Jessica, you yourself looking at this, do you think that the Justice Department was stretching it to charge these defendants with obstruction?

I think if you look at the statute and you follow the government's argument about how the statute can be read as applying to any means of obstructing an official proceeding so long as the person acts with corrupt intent and this requisite nexus is satisfied, I think it is a fair interpretation of the statute that it applies to these facts. It is unprecedented, but that I think speaks to the fact that there's been no similar fact pattern where people have attempted to and did obstruct for a time an official proceeding through such acts of violence. So it is novel, but I don't think that it is beyond the pale of what is covered by this statute. I do think we'd be getting into some very interesting territory if the Court were to say that it's finding for Fisher and the statute cannot be read beyond applications involving evidence, and whether the government then seeks to apply the statute so limited to the facts presented here. The government said in a footnote in its brief, and it reiterated at the argument today, that it would like the opportunity to argue that even under such a narrowed construction, that the facts can meet that construction because the proceeding before Congress involved the counting of the electoral votes, and that involved essentially the evidence of the votes presented to Congress. That's I think going to be very interesting to think about whether that application strains the statute too much, and that is precisely the argument that has been advanced by some watching the Fisher case for its significance for the case against Donald Trump, on the theory that if the court rules against the government in Fisher and says that acts of violence to obstruct official proceeding do not fall within the statute, could a sort of backup argument be that the electoral votes being certified in the course of that proceeding before Congress, that that could be essentially the hook to the documentary evidence that would be required to satisfy the statute.

Could the Special Council go ahead with just two of the charges against Trump?

● **SUPPLIED ENTRIES**:
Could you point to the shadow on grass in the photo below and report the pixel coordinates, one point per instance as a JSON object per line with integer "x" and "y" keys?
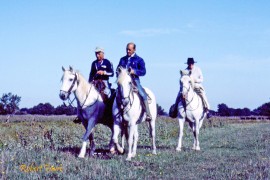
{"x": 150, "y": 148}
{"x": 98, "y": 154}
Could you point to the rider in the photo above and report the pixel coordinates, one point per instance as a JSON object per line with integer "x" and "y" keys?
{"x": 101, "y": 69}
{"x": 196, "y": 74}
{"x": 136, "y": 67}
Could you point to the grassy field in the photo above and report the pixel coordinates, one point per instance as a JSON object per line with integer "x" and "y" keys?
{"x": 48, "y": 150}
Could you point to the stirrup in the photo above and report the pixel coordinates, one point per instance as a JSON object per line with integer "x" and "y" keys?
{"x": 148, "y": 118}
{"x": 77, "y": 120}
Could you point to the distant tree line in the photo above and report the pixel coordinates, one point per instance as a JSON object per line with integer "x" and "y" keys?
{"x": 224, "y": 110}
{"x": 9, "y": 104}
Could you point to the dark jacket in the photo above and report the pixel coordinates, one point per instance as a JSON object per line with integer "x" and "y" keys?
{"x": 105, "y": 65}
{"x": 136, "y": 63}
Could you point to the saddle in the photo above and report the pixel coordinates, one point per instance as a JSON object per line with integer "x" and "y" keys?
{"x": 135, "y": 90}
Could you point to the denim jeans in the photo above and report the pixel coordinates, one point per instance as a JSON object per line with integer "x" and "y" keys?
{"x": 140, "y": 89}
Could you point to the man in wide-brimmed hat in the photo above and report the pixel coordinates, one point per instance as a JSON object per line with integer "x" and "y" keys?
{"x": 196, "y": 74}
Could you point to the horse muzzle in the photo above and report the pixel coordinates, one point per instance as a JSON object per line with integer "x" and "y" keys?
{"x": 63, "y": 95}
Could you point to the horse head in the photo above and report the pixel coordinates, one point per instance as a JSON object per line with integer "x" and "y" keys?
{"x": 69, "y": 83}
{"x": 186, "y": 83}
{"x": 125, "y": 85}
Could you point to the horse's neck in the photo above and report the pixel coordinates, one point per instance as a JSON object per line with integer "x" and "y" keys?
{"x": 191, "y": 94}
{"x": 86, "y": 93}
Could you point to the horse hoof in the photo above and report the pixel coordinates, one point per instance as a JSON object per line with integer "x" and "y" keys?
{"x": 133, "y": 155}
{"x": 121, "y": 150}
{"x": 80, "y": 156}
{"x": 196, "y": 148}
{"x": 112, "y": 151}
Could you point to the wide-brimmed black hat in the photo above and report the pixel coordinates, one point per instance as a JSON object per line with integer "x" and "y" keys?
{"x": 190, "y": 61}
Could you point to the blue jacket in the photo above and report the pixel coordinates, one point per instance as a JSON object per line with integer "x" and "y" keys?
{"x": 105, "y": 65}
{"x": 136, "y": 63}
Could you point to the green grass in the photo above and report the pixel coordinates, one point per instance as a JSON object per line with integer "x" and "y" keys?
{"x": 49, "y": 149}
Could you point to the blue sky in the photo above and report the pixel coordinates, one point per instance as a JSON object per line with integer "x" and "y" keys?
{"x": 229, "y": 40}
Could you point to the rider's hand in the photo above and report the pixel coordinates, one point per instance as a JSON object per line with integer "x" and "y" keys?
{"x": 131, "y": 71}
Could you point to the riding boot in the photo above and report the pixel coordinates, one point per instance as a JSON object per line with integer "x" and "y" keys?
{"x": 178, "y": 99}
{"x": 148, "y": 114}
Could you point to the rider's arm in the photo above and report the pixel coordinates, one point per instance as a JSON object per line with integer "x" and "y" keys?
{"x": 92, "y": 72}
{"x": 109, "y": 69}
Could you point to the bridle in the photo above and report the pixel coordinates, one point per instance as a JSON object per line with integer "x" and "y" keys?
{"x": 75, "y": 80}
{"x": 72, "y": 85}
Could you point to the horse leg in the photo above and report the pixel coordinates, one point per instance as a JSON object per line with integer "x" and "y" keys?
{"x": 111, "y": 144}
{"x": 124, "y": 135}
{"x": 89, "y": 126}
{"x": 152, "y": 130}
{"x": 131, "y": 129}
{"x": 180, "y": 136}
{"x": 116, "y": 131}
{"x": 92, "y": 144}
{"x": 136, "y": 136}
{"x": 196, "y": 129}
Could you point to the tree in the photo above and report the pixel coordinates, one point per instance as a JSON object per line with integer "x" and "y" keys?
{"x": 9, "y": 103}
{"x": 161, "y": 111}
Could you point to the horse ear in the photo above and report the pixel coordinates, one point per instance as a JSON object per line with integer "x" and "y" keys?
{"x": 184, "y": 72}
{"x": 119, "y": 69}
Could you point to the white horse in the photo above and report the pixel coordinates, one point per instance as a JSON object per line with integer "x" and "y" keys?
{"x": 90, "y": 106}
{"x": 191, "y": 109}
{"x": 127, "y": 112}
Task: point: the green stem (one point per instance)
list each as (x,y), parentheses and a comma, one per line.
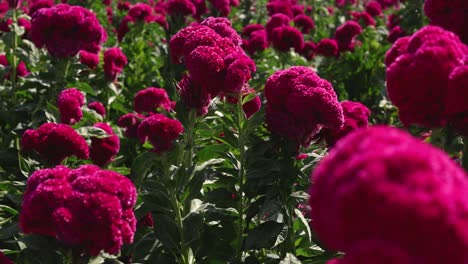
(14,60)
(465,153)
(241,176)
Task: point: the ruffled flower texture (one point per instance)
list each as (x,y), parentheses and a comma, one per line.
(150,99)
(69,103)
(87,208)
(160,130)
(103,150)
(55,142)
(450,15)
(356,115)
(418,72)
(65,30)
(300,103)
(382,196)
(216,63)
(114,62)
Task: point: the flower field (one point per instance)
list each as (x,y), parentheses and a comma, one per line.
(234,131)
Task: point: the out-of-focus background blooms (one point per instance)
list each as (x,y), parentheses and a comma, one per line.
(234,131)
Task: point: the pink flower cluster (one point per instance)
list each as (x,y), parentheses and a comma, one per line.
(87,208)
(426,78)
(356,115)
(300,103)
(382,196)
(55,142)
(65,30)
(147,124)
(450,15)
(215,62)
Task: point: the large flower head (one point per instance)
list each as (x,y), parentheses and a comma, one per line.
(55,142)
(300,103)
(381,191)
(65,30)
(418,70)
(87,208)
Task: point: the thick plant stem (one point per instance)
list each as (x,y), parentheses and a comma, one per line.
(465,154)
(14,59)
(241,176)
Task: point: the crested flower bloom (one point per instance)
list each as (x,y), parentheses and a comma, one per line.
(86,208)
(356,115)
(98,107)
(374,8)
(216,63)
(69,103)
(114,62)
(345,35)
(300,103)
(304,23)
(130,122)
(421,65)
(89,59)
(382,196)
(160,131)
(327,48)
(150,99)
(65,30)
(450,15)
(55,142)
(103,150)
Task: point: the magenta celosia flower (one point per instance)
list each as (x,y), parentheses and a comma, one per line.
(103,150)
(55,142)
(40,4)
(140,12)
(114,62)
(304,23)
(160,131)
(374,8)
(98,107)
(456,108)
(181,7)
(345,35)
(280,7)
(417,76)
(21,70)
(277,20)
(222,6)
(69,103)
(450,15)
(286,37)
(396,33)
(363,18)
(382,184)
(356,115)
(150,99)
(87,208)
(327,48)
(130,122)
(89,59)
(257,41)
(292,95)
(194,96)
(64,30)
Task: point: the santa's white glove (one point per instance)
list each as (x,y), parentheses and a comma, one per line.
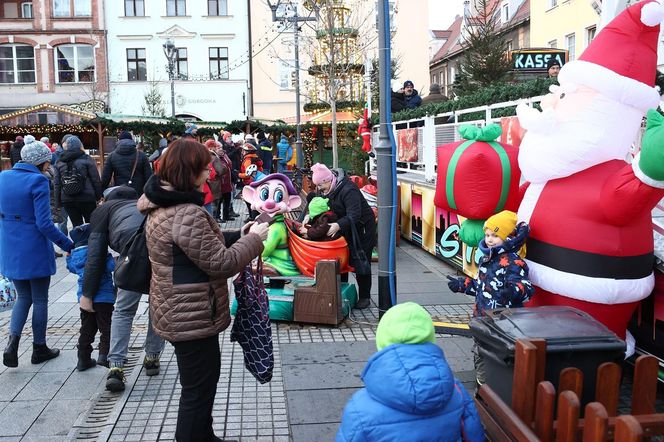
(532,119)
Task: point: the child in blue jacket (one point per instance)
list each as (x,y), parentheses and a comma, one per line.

● **STATED PROBLEM**:
In the legal discussion above, what does the government argue the proceeding before Congress involved, which could satisfy even a narrowed construction of the statute?

● **ANSWER FOR THE TASK**:
The counting of the electoral votes.